======== Source text

Walt Disney Co (DIS) Stock Can Save Itself With This Move

The usual medicine prescribed by Wall Street for these ills is a big, big deal. A big, big deal will mean big fees for banks and big profits for arbitrageurs. But such a deal isn’t what DIS stock needs right now.

The wags say buy Netflix, Inc. (NASDAQ:NFLX). Disney CEO Bob Iger is approaching retirement, so Netflix CEO Reed Hastings can replace him. Has Time Warner Inc (NYSE:TWX) not solved its problems by having AT&T Inc. (NYSE:T) buy them?

Besides, NFLX has algorithms. Wall Street likes algorithms. Netflix algorithms tell it what people want to watch, in real time, as the algorithms suggest to viewers what they want to watch next. Algorithms can keep Disney stock from taking a hit by avoiding box office bombs like The Finest Hours, which has only brought in $28 million since its January release.

DIS Stock: The Problem Is ESPN

Buying Netflix is a horrible, terrible, no good, bad idea that wouldn’t help DIS stock in the way people think.

First, NFLX is not for sale. After its most recent blowout quarter, it is worth nearly $50 billion, more than one-third of Disney’s $161 billion. Netflix shareholders are very happy being independent, so it would take $75 billion to do the deal. You’re going to pay half your market cap for a distribution channel?

Uh, no.

Besides, Netflix isn’t even the problem, as wiser heads like this one have noted. The problem for Disney stock is TV. Specifically, it’s cable. More specifically, it’s ESPN. You know, duh-duh-duh.

Consumers are cutting out cable, switching to services like Netflix and other over-the-top streaming services like Hulu, in which DIS holds a stake. The Media Networks segment, of which ESPN is the largest part, has more than twice the revenue of the movie studio.

Buying Netflix will not solve Disney stock’s problem.

The only way to solve DIS stock’s problem is for the company to essentially break-up ESPN. The main attraction of ESPN is live sports. Many leagues, even teams, have been creating their own networks to get a bigger piece of that pie.

There are now networks for all major sports, and ESPN runs the largest of these, the NFL Network. Each network gains a separate fee from cable subscribers, and the leagues fill in the time with talk shows no one watches.

================

=== Task goal ===
Switch "talk shows" to "reruns" in the Disney stock article from "The only way" up to and including "no one watches." and give that part again.

======== Information

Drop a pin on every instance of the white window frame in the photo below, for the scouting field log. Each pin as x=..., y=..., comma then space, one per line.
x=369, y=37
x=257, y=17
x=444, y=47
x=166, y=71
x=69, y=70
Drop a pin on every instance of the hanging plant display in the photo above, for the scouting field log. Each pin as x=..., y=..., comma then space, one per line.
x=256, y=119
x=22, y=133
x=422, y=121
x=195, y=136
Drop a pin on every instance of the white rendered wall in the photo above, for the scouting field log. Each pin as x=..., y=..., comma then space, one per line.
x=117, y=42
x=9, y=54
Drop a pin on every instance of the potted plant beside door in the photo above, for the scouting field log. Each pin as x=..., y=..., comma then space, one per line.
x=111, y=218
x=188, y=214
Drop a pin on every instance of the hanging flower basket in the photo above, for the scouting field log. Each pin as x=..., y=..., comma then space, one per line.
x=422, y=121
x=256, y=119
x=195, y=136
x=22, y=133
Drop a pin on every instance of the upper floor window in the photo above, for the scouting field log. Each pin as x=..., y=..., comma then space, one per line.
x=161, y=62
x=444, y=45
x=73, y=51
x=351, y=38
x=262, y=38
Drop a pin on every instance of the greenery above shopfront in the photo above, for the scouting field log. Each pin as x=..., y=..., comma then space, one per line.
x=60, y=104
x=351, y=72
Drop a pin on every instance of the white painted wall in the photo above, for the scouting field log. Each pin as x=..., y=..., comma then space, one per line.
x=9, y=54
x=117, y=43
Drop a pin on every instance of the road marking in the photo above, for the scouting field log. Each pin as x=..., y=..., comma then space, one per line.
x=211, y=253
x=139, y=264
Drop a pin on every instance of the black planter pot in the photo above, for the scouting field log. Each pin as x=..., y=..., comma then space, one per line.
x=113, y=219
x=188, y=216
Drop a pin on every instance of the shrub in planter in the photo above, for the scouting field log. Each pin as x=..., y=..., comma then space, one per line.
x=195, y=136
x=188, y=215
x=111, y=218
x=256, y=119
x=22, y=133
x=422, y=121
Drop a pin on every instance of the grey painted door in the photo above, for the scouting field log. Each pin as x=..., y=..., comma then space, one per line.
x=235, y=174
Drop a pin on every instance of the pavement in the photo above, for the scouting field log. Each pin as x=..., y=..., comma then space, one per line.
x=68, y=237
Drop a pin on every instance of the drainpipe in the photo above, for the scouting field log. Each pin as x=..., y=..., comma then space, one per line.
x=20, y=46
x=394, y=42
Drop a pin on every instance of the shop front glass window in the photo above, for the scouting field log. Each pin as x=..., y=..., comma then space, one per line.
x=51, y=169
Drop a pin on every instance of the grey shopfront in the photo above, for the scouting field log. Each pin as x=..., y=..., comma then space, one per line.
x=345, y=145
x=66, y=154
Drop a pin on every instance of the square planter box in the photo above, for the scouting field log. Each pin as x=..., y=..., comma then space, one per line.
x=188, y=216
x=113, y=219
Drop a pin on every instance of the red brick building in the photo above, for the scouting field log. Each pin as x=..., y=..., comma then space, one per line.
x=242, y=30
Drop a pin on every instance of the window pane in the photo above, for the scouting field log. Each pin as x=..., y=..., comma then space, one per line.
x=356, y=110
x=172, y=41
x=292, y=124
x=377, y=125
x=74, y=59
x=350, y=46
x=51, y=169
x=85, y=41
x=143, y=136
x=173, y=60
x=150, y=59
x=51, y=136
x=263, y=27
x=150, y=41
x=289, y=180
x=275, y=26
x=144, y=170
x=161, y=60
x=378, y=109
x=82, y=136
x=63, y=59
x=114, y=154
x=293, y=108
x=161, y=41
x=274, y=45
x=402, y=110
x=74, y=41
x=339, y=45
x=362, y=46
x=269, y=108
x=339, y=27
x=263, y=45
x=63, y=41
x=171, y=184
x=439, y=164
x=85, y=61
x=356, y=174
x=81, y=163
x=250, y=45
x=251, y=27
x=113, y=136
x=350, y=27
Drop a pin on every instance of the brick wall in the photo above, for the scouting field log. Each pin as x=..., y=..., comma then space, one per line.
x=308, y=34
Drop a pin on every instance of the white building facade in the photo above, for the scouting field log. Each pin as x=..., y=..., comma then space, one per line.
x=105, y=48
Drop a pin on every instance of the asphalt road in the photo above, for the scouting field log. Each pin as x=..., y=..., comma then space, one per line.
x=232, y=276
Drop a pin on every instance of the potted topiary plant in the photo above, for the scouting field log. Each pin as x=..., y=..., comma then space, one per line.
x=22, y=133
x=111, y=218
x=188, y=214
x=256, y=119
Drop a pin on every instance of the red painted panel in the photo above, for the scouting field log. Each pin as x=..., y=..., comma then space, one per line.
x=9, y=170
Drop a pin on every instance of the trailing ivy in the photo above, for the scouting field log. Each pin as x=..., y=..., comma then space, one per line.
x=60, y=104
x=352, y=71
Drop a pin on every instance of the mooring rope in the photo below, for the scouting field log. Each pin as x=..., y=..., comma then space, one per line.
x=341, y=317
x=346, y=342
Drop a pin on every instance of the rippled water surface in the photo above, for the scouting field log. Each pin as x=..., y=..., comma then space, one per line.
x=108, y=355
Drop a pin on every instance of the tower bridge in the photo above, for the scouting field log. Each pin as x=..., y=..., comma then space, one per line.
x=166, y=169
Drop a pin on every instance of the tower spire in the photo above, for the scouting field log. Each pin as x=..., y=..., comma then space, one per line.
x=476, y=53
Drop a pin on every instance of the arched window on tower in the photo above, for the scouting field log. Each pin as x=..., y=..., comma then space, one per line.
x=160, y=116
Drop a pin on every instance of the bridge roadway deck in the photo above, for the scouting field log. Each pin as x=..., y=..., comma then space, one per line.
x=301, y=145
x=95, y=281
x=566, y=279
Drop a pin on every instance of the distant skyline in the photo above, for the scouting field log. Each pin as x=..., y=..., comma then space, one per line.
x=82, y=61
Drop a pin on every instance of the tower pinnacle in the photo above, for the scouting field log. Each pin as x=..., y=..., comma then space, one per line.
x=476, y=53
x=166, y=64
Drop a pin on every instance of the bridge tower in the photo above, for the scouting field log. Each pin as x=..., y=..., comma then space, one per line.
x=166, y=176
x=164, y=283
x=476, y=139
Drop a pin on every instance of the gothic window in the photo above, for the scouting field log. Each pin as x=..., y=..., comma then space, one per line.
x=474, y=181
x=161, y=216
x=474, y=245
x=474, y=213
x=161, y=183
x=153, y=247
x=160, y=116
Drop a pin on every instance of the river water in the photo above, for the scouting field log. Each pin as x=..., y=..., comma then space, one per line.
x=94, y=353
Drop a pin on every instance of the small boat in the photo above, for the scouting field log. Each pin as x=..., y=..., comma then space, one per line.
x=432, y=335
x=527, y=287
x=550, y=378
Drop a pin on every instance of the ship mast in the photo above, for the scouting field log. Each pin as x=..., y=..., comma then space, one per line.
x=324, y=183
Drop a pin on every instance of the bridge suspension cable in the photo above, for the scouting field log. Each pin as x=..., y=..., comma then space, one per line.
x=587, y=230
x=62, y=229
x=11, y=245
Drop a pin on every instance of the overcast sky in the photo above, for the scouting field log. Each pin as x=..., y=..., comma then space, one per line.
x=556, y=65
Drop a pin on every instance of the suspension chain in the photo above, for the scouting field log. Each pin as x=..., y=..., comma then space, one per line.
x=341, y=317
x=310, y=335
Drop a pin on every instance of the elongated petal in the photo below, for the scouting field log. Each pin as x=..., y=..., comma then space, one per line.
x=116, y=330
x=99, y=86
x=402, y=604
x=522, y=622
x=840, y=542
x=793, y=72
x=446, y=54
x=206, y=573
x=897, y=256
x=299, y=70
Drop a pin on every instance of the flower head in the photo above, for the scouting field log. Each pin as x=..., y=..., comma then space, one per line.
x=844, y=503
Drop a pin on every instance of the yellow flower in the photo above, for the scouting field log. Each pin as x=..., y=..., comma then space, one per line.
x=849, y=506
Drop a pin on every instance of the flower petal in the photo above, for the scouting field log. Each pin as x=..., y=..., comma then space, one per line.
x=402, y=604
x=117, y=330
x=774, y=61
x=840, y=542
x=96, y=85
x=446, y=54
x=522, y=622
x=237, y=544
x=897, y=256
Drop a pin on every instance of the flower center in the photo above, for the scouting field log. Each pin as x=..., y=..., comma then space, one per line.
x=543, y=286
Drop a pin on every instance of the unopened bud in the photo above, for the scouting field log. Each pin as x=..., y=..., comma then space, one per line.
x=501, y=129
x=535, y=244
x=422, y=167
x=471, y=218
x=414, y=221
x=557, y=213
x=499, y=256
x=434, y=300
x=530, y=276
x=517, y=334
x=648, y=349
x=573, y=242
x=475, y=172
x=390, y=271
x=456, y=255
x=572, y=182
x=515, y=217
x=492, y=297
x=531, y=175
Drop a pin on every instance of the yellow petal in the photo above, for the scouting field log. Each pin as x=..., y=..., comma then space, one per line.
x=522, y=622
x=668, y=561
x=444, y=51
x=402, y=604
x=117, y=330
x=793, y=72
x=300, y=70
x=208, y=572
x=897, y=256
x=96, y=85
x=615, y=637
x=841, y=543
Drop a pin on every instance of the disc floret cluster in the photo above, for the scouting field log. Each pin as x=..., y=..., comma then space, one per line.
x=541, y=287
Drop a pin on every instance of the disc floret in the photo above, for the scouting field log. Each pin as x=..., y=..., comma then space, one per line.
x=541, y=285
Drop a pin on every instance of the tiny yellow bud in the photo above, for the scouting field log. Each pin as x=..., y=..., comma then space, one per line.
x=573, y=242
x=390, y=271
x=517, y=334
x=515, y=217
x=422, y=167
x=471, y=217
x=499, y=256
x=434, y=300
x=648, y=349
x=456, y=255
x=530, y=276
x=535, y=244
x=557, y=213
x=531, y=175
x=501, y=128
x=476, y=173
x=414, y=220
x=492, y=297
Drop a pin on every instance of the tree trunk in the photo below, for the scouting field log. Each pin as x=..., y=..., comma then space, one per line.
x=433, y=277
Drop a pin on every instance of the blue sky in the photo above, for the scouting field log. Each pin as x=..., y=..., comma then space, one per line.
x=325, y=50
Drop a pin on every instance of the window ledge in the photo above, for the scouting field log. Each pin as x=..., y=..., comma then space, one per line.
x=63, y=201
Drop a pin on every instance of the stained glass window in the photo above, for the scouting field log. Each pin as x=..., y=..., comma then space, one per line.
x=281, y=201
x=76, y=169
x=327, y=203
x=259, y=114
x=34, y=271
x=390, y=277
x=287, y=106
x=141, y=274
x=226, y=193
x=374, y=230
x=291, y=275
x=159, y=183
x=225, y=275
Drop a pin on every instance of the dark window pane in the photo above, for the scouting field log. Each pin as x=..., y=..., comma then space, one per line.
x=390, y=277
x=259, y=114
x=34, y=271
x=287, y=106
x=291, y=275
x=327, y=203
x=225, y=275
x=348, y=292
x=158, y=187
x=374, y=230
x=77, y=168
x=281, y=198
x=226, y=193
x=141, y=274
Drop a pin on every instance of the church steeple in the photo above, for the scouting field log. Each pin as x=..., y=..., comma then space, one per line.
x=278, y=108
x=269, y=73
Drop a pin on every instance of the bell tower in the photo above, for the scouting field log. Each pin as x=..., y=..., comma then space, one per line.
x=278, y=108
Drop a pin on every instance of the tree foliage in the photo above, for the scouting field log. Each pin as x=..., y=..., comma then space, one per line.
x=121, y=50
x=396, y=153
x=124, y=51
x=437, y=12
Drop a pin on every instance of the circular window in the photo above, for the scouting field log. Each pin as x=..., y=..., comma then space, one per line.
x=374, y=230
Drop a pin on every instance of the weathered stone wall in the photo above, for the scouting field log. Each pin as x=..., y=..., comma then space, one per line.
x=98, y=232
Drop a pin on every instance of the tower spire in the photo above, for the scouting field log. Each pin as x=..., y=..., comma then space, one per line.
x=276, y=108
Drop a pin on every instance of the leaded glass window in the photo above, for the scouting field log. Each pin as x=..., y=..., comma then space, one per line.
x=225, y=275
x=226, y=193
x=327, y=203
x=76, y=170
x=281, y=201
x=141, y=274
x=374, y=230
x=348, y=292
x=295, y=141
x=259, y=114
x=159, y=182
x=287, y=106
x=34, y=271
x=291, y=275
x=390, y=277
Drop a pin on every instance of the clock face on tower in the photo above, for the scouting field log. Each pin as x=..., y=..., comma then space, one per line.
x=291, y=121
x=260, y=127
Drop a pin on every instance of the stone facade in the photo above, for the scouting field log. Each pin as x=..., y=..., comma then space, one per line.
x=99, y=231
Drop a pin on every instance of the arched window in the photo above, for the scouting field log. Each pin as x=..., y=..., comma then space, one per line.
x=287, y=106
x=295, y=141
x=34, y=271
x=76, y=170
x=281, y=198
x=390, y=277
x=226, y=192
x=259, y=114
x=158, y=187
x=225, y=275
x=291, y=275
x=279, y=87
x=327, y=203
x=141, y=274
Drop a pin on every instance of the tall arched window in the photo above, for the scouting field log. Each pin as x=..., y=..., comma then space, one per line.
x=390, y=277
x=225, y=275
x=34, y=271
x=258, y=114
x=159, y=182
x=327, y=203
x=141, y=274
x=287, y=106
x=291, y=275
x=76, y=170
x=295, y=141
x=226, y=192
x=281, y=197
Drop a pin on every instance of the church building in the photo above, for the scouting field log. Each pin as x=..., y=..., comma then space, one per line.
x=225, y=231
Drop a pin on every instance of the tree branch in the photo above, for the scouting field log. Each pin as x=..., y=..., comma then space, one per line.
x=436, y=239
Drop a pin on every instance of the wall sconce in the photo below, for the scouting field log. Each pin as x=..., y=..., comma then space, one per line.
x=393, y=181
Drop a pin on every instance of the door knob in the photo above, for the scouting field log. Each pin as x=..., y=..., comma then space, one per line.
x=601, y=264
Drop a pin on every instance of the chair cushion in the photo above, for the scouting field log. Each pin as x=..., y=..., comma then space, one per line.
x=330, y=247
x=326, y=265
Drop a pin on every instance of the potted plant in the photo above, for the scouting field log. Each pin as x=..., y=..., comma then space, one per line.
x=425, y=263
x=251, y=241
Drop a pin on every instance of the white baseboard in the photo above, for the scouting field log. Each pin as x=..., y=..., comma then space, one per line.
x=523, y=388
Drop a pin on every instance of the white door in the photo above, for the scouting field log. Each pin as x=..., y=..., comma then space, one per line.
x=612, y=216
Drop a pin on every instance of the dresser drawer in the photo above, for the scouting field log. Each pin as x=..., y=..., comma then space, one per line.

================

=== Response below ===
The only way to solve DIS stock’s problem is for the company to essentially break-up ESPN. The main attraction of ESPN is live sports. Many leagues, even teams, have been creating their own networks to get a bigger piece of that pie.

There are now networks for all major sports, and ESPN runs the largest of these, the NFL Network. Each network gains a separate fee from cable subscribers, and the leagues fill in the time with reruns no one watches.